- Directive A
In the records, rewrite everything from the line containing "the man's ear" through the last line of the records, changing "facing-check tool" to "pose-check tool" and leaving everything else the same.

- Passage shown
>>>>
At around eighty pages in length, the main narrative's treatment of the life and career of Gabriel Rains before, during, and after the Civil War is necessarily broad stroke in nature. An 1827 graduate of West Point, Rains throughout his army service applied his engineering education to his natural inventiveness. He first experimented with land mines ("subterra shells") while fighting the Seminoles in Florida, but it would be during the retreat from Yorktown in 1862 that his creations would create widespread controversy. To cover the vulnerable rear of the Confederate withdrawal movement up the Peninsula, Rains mined the roads and their explosion killed and injured Union soldiers, sparking outrage at the use of devices deemed by many to lie outside the boundaries of civilized warfare. Initially, even Confederate generals opposed the use of land mines, but the defensive technology had high-level support (including the solid backing of President Davis) and Rains was allowed to continue his work.
In 1863, Rains was appointed head of the Confederate Torpedo Bureau while also holding the post of Superintendent of Conscription. It was noticed in the capital that Rains's conscription duties were largely left to deputies, leaving later observers (and author Waters himself) to ponder the possibility that the conscription department assignment was bureaucratic cover for Rains's primary job of managing secret torpedo experimentation and production. Soon, Rains's services were in the high demand for city and harbor defense, and the book summarizes well his 1863-65 assignments to various key strategic points across the Confederacy, including Jackson, Mobile, Charleston, Savannah, and Richmond. Unmentioned, however, are any interactions that Rains might have had with other Confederate 'infernal machine' developers (like the Singer Secret Service Corps mentioned above).
<<<<
- Excerpted data
>>>>
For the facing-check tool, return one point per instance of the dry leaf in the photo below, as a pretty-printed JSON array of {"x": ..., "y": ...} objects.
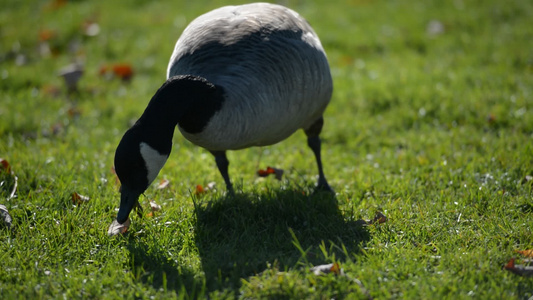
[
  {"x": 4, "y": 214},
  {"x": 71, "y": 74},
  {"x": 79, "y": 199},
  {"x": 199, "y": 189},
  {"x": 122, "y": 71},
  {"x": 326, "y": 269},
  {"x": 278, "y": 173},
  {"x": 521, "y": 270},
  {"x": 4, "y": 165},
  {"x": 163, "y": 184},
  {"x": 116, "y": 228},
  {"x": 154, "y": 206},
  {"x": 526, "y": 253},
  {"x": 46, "y": 35},
  {"x": 378, "y": 218},
  {"x": 210, "y": 186},
  {"x": 91, "y": 28}
]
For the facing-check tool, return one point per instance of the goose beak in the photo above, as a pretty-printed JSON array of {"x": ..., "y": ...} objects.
[{"x": 129, "y": 199}]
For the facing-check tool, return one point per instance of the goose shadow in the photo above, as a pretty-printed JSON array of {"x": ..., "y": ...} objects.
[{"x": 240, "y": 235}]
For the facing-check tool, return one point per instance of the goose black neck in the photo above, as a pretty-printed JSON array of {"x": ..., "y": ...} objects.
[{"x": 176, "y": 102}]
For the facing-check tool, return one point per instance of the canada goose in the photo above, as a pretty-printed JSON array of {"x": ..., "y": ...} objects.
[{"x": 239, "y": 76}]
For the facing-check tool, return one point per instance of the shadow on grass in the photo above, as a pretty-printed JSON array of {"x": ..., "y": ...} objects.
[
  {"x": 152, "y": 266},
  {"x": 238, "y": 236}
]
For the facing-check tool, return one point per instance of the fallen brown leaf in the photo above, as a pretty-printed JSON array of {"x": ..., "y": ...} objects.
[
  {"x": 163, "y": 184},
  {"x": 122, "y": 71},
  {"x": 328, "y": 268},
  {"x": 278, "y": 173},
  {"x": 379, "y": 218},
  {"x": 46, "y": 35},
  {"x": 199, "y": 189},
  {"x": 4, "y": 214},
  {"x": 116, "y": 228},
  {"x": 526, "y": 253},
  {"x": 79, "y": 199},
  {"x": 154, "y": 206},
  {"x": 521, "y": 270},
  {"x": 4, "y": 165}
]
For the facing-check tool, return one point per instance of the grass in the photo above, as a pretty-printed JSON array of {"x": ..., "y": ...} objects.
[{"x": 432, "y": 128}]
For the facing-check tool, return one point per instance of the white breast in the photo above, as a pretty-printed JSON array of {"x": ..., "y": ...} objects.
[{"x": 269, "y": 62}]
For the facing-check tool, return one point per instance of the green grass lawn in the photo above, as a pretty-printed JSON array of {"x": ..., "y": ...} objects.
[{"x": 431, "y": 123}]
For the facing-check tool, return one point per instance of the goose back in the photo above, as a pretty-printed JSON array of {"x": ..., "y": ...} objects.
[{"x": 270, "y": 65}]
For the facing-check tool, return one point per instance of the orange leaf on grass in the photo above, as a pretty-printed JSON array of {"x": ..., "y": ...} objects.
[
  {"x": 122, "y": 71},
  {"x": 4, "y": 165},
  {"x": 199, "y": 189},
  {"x": 526, "y": 253},
  {"x": 79, "y": 199},
  {"x": 335, "y": 269},
  {"x": 269, "y": 170},
  {"x": 46, "y": 35},
  {"x": 163, "y": 184},
  {"x": 154, "y": 206},
  {"x": 522, "y": 270}
]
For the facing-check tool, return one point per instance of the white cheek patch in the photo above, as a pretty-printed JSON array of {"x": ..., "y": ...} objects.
[{"x": 153, "y": 160}]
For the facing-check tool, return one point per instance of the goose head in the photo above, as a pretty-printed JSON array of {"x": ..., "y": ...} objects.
[{"x": 146, "y": 146}]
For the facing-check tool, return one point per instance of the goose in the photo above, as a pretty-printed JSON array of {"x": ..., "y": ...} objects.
[{"x": 239, "y": 77}]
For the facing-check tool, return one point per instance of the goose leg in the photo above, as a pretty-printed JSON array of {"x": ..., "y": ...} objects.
[
  {"x": 313, "y": 141},
  {"x": 222, "y": 164}
]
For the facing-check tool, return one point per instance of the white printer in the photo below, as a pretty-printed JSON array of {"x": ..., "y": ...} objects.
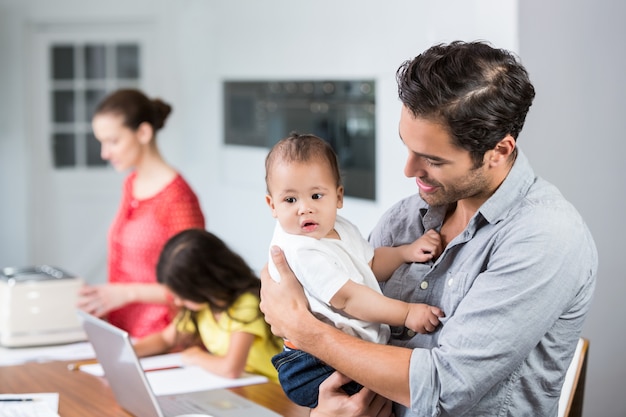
[{"x": 38, "y": 307}]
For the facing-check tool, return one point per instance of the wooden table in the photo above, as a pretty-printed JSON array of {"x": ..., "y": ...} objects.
[{"x": 85, "y": 395}]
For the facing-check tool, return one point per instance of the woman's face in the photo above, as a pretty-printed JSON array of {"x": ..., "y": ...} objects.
[{"x": 120, "y": 145}]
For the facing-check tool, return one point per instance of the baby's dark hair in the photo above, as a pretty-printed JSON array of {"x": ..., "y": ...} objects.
[
  {"x": 136, "y": 108},
  {"x": 302, "y": 148}
]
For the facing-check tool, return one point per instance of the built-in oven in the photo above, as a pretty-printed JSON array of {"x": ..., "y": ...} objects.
[{"x": 259, "y": 113}]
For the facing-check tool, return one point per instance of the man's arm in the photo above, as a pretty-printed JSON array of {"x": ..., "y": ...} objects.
[{"x": 286, "y": 310}]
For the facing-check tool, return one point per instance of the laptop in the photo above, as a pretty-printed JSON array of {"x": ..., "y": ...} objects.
[{"x": 132, "y": 391}]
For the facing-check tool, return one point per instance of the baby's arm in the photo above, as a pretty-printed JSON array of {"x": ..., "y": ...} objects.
[
  {"x": 387, "y": 259},
  {"x": 362, "y": 302}
]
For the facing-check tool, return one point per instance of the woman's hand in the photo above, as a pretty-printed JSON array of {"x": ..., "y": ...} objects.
[
  {"x": 334, "y": 402},
  {"x": 283, "y": 303},
  {"x": 101, "y": 299}
]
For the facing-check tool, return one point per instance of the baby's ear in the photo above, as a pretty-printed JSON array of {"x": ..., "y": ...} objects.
[
  {"x": 340, "y": 196},
  {"x": 270, "y": 202}
]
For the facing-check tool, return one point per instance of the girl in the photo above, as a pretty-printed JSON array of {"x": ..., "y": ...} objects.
[{"x": 219, "y": 326}]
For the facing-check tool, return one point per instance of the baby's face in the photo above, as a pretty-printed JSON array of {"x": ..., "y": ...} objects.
[{"x": 304, "y": 198}]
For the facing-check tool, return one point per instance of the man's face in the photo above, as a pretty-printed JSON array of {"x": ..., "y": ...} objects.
[{"x": 443, "y": 172}]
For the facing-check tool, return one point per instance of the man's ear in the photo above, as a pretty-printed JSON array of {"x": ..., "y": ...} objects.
[{"x": 502, "y": 151}]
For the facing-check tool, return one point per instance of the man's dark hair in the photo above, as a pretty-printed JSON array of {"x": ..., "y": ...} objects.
[{"x": 477, "y": 92}]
<<<<
- Directive B
Extend the passage on Gabriel Rains, picking up after its final sentence.

- Expected output A
For the pose-check tool, return one point per instance of the man's ear in the photo above, as a pretty-printed JSON array of {"x": ..., "y": ...} objects.
[{"x": 502, "y": 151}]
For the pose-check tool, return one point per instance of the man's dark hair in the photo above, as a pretty-printed JSON array of {"x": ..., "y": ...} objects.
[{"x": 477, "y": 92}]

- Expected output B
As the book notes, late-war desperation quickly dissolved most moral qualms in the South over the use of mines on land (their marine employment seems to have drawn fewer complaints from both sides), and Waters & Brown make a strong case that mines became an invaluable component of integrated defense systems in the Confederacy. Confederate torpedoes are most famous for sinking capital ships (like the City-Class ironclad Cairo on the Yazoo River and the monitor Tecumseh at Mobile Bay), but the book makes it clear that land mines came to be routinely deployed as sentinels and raid deterrents late in the war, especially useful when available manpower was overstretched to the breaking point at key places like Richmond and Petersburg in 1864-65. The mere threat of mines often slowed attackers long enough for reinforcements to arrive and the more faint-hearted were turned away altogether.
The book offers good general descriptions of the types of weapons that Rains oversaw, the best known being subterra shells, barrel torpedoes, the submarine mortar battery, and the dart grenade. Rains also invented a contact primer for these devices that was safe to handle yet suitably sensitive for practical application. More detailed descriptions and analyses of the Rains weapons and inventions are made available in modern mine warfare specialist Joseph Brown's Chapter 7 analysis. Several reference lists and additional documents can also be found in the appendix section.
Gabriel Rains and the Confederate Torpedo Bureau is an effective primer (no pun intended) on the history of the Confederate mine service and the godfather role assumed by General Rains, who clearly deserves significant credit for the delayed fall of numerous southern cities essential to maintenance of the Confederate war effort. Recommended.